Excerpted text -

|---|

You should use a thread safe collection for this, such as one of the collections in System.Collections.Concurrent. Otherwise, you'll need to synchronize all access to the List<T> (ie: put every Add call within a lock), which will defeat the purpose of calling this using multiple threads entirely, as you're not doing any other work in this situation.

4 Comments

as stated in the question. I know the list is not thread safe. But what is the underlying "real" reason of this?
@CuiPengFei the "real" reason is likely that there are operations (data copies, array resizes, etc) that are done without locking, under the assumption that the developer is not interacting with the List from multiple threads at once. The additional synchronization required to make the List thread safe would significantly impact performance, and so the BCL designers chose to omit it and document the lack of thread safety so that if you need thread safe access you can built it around the list yourself. Same as in Java's ArrayList and many other List classes.

|---|

Carry the excerpt on List<T> thread safety forward, starting right after its last sentence. The material that comes next isn't needed.

|---|

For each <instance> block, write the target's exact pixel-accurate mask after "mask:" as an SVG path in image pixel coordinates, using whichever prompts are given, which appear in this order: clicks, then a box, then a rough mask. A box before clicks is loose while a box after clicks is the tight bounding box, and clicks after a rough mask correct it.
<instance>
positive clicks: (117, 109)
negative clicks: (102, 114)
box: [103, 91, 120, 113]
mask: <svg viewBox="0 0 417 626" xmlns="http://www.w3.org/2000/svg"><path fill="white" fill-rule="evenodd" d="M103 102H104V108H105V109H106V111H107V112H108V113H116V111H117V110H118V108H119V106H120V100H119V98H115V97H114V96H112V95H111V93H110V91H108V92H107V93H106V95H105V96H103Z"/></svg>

|---|

Expected output -
@CuiPengFei: Because, not being thread-safe, the act of adding to List<T> is not completely atomic. One thread starts to add an element, another thread short-circuits it by adding its own element.
@CuiPengFei When List.Add is called, it just checks to see which element in the underlying array to write to... It's kind of like "Get current size", "Set value of [size] to new value", "Set current size". If another thread starts when the first thread's "Set" occurs, they'll both end up writing to the same element, and setting the overall size the same, and one value will "disappear" from the results.